DIRECTIVE 1 >>
List every percentage figure in the passage on small business lending.
DIRECTIVE 2 >>
According to the passage on small business lending, how many applications for loans or overdrafts did SMEs make in the third quarter?
DIRECTIVE 3 >>
Reproduce the passage on small business lending from "Yet almost simultaneously, the" to "almost three years.".

Wednesday's Autumn Statement looks set to see another chance to boost small and medium enterprises go begging. Despite months of discussions, it's almost certain George Osborne will not be able to unveil the blueprint for a state-backed business bank. The Chancellor and his officials have apparently failed to reach agreement with Vince Cable's Department for Business on the detail. This is unhelpful, for the arguments over bank lending to SMEs have reached a stalemate.
In one corner are the banks. On Friday, the British Bankers' Association released data showing that only a small number of the 117,000 applications from SMEs for loans or overdrafts made in the third quarter were rejected. Approval rates were above 80 per cent for the smallest businesses, rising to above 90 per cent for larger SMEs. Some £6.2bn was lent, the BBA crowed, up from £5.9bn in the second quarter.
Yet almost simultaneously, the independent research group paid by the banks to monitor their relationship with SMEs was reporting a deterioration in small businesses' ability to get credit. Just 40 per cent of companies with fewer than 250 employees accessed any form of external credit over the three months to the end of September, said Business Monitor. That's the lowest figure for almost three years.

ENTRIES SHOWN >>
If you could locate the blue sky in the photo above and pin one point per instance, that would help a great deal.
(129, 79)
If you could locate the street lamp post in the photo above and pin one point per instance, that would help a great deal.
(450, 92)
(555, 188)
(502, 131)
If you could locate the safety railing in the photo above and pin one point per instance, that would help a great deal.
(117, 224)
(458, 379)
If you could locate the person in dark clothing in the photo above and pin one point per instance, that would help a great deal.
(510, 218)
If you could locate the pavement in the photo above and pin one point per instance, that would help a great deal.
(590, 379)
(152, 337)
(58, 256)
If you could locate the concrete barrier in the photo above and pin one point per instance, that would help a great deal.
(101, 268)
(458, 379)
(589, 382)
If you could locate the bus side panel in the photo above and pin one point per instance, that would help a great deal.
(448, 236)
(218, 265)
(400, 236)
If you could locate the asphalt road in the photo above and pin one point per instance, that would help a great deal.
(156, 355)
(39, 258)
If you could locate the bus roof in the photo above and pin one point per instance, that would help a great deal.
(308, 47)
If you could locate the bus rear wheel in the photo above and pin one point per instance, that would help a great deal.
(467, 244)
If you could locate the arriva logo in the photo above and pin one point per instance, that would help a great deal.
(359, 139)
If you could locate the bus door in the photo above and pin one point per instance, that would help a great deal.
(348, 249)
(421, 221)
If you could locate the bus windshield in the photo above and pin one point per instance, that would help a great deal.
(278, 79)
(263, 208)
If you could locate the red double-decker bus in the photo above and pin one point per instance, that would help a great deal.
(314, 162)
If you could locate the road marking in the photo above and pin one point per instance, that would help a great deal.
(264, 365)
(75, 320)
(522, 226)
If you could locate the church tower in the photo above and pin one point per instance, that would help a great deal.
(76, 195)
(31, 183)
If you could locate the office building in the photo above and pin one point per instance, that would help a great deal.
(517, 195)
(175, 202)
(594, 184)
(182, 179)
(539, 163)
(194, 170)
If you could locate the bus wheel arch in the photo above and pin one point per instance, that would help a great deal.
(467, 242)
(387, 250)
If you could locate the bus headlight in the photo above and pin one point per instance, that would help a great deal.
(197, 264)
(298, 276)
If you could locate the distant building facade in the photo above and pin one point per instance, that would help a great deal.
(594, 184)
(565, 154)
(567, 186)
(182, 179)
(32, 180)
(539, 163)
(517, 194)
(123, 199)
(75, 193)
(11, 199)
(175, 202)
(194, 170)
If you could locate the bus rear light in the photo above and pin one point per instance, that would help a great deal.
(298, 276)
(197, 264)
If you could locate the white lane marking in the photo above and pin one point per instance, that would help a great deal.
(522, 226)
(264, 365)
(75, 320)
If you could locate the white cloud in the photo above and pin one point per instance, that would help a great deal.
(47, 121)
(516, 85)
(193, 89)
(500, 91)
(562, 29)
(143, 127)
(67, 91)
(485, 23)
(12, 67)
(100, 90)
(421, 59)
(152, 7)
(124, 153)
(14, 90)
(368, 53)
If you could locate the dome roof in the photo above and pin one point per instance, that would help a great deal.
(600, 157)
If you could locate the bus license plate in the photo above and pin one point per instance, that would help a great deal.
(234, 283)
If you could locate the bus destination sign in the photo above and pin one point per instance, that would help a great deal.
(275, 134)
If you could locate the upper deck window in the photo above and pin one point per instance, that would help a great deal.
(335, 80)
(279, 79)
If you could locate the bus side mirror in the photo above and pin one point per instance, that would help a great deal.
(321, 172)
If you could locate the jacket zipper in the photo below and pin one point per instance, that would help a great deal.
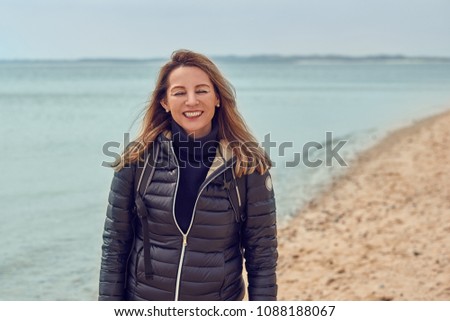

COMPLETE ANSWER 1 >>
80 per cent
90 per cent
40 per cent

COMPLETE ANSWER 2 >>
117,000

COMPLETE ANSWER 3 >>
Yet almost simultaneously, the independent research group paid by the banks to monitor their relationship with SMEs was reporting a deterioration in small businesses' ability to get credit. Just 40 per cent of companies with fewer than 250 employees accessed any form of external credit over the three months to the end of September, said Business Monitor. That's the lowest figure for almost three years.